(ARTICLE):
=-=-=-=-=

- CD variant of international retail limited edition EP

Single by Alice in Chains

from the album Singles: Original Motion Picture Soundtrack and Dirt
- Released: June 8, 1992
- Recorded: 1992
- Genre: Grunge; alternative metal;
- Length: 3:27
- Label: Columbia
- Songwriter: Jerry Cantrell
- Producers: Alice in Chains; Rick Parashar;

Alice in Chains singles chronology
| "Sea of Sorrow" (1991) | "Would?" (1992) | "Them Bones" (1992) |

Music video
- "Would?" on YouTube

= Would? =

1992 single by Alice in Chains

"Would?" is a song by the American rock band Alice in Chains from the Singles: Original Motion Picture Soundtrack (1992) and their second studio album, Dirt (1992). Columbia Records serviced the song to US radio on June 8, 1992. It was written by guitarist and vocalist Jerry Cantrell as a tribute to his friend Andrew Wood, lead vocalist of Mother Love Bone, who died in 1990. Cantrell sings the verses of the song, while Layne Staley sings the chorus.

=-=-=-=-=

(RECORDED INFORMATION):
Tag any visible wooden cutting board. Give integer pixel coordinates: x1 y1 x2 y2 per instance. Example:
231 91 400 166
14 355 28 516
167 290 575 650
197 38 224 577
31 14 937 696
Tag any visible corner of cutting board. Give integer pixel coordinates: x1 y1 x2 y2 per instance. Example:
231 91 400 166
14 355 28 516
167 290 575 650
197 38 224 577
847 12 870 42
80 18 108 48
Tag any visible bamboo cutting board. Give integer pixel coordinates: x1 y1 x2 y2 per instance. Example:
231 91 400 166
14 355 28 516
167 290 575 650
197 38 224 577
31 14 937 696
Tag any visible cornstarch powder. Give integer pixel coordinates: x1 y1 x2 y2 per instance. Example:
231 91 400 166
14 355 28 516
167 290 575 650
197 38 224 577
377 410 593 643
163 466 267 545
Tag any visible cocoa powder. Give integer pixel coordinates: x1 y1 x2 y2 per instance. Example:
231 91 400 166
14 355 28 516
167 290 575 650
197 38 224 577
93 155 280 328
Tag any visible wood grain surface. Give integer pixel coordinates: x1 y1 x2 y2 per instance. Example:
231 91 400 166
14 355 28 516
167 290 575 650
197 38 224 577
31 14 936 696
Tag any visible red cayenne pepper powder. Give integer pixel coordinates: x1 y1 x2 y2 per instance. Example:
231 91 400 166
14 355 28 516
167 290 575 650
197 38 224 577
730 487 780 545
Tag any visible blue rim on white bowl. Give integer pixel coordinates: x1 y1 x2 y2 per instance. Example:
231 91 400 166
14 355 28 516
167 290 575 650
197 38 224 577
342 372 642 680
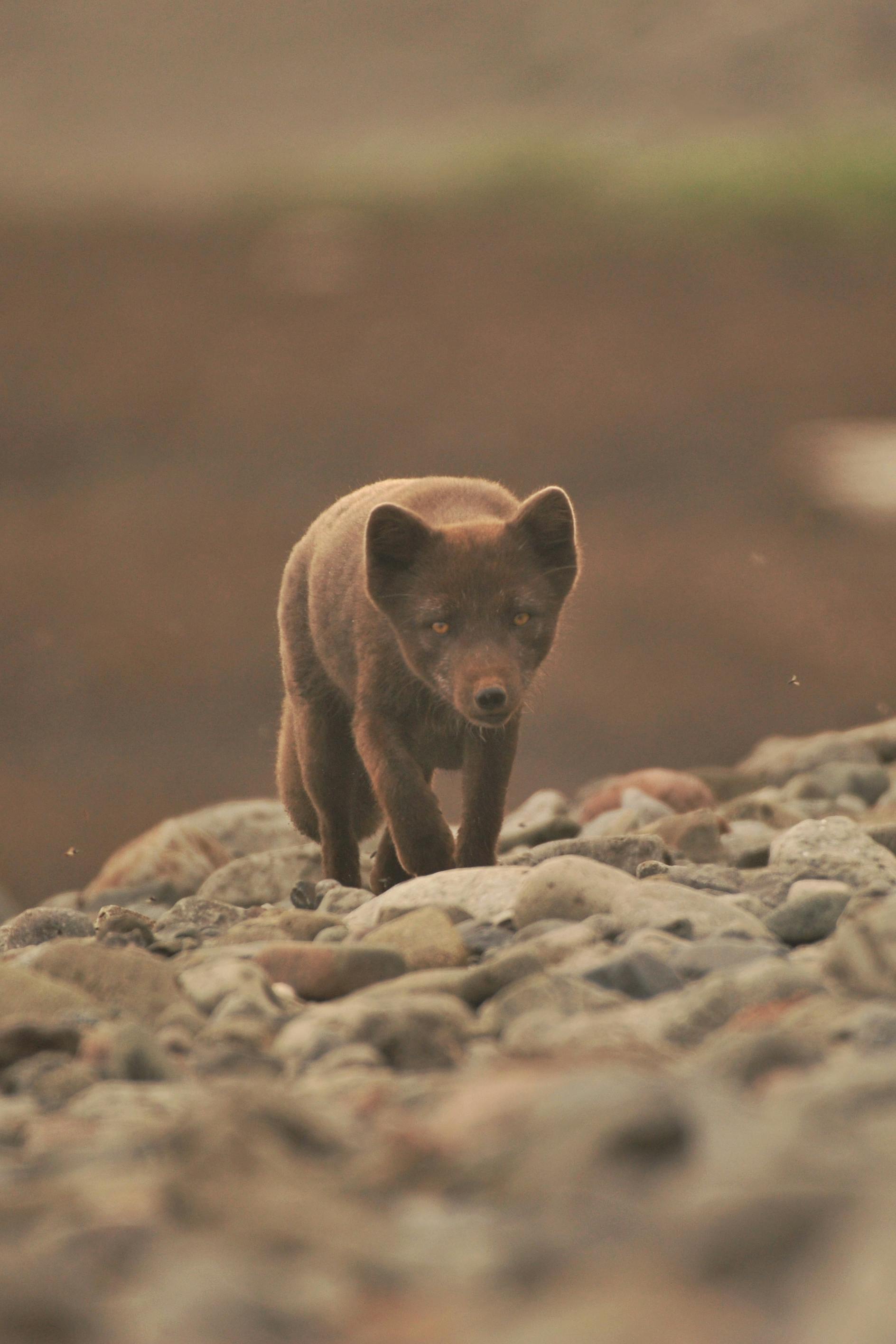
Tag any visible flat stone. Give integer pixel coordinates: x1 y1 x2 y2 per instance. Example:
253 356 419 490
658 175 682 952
180 798 301 859
480 972 622 1036
199 843 320 908
513 855 639 929
513 833 668 876
590 877 767 938
317 882 373 918
782 761 889 808
579 766 716 821
93 906 156 948
645 957 822 1048
0 1016 81 1070
341 860 526 934
826 894 896 999
454 919 513 957
498 789 580 853
31 938 180 1021
579 808 644 840
635 859 744 895
0 962 97 1021
156 894 246 938
647 808 724 863
273 992 476 1071
770 817 896 891
0 906 94 950
461 949 544 1008
254 942 407 1000
765 877 853 946
669 937 786 980
363 906 469 971
177 949 274 1012
719 820 778 868
739 730 878 784
584 952 684 999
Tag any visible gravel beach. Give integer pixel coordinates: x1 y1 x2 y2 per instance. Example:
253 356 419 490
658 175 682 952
9 719 896 1344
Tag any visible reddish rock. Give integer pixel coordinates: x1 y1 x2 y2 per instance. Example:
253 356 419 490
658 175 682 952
579 766 716 822
254 942 406 1000
81 820 233 910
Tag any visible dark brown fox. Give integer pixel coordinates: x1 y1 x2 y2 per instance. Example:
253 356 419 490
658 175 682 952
277 476 578 891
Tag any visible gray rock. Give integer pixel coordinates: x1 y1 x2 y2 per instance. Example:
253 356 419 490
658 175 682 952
197 841 324 913
314 924 348 942
765 877 853 948
828 894 896 999
841 1003 896 1054
341 860 526 935
316 879 373 916
770 817 896 891
180 798 301 859
635 859 744 895
0 1019 81 1070
579 808 642 840
254 926 405 1000
480 972 622 1036
273 990 476 1070
862 821 896 853
739 731 878 784
94 898 159 948
719 820 778 868
669 937 786 980
591 877 767 938
156 894 246 940
78 882 183 919
513 835 668 876
621 785 674 827
82 817 231 910
584 952 684 999
457 919 513 957
689 1027 825 1087
461 948 544 1008
0 906 94 950
498 789 580 853
646 957 822 1048
504 1064 696 1199
175 949 274 1012
513 855 641 929
647 808 726 863
782 761 889 808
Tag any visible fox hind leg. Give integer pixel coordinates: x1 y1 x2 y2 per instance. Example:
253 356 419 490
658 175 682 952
277 696 320 840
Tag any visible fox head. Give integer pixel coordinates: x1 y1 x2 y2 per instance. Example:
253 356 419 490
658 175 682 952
365 485 579 727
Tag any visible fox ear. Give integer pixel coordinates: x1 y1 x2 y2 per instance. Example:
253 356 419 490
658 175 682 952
511 485 579 597
364 504 435 606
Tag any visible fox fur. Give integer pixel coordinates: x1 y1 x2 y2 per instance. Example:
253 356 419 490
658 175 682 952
277 476 579 891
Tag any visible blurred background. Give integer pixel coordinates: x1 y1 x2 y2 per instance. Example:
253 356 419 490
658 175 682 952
0 0 896 905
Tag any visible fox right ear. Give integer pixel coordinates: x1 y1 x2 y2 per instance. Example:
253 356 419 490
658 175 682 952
364 504 434 606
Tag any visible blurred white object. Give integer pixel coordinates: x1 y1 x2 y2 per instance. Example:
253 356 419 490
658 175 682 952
784 420 896 520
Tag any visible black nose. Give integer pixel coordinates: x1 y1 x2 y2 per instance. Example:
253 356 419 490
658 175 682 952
476 685 506 714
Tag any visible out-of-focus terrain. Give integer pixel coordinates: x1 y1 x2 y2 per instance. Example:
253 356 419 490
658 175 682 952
0 3 896 905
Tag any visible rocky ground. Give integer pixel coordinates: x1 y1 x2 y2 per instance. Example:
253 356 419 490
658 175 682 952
9 719 896 1344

=-=-=-=-=

(TASKS AND EXERCISES):
1 – Decide whether each statement agrees with the article on the song "Would?" above. Answer yes or no for each, and quote the exact words from the article that decide it.
(a) Jerry Cantrell wrote the song.
(b) The song was released on the Epic label.
(c) Layne Staley sings the verses of the song.
2 – Resume the article on the song "Would?" after its final sentence.
The rows were taken from another source.

(ANSWER SET):
1 –
(a) Yes: "Songwriter: Jerry Cantrell"
(b) No: "Label: Columbia"
(c) No: "Cantrell sings the verses of the song, while Layne Staley sings the chorus."

2 –
The song first appeared on the soundtrack to the 1992 film Singles—where the members of Alice in Chains make a cameo appearance—and later appeared on the band's second studio album Dirt, also released in 1992. "Would?" was released as a single and peaked at No. 31 on Billboards Mainstream Rock Tracks chart in 1992, at No. 19 in 1996, and in 2019 the song peaked at No. 15 on the Hot Rock Songs chart after it was featured in the trailer for the season 2 of the Netflix show The Punisher. The song was included on the compilation albums Nothing Safe: Best of the Box (1999), Music Bank (1999), Greatest Hits (2001), and The Essential Alice in Chains (2006). An acoustic version performed on Alice in Chains' MTV Unplugged in 1996 was released in a live album and DVD. In 2009, "Would?" was named the 88th Best Hard Rock Song of All Time by VH1.

==Lyrics==
The song, written by guitarist/co-vocalist Jerry Cantrell, concerns the late lead singer of Mother Love Bone, Andrew Wood, who died of a heroin overdose in 1990. It was produced, engineered, and mixed by Rick Parashar.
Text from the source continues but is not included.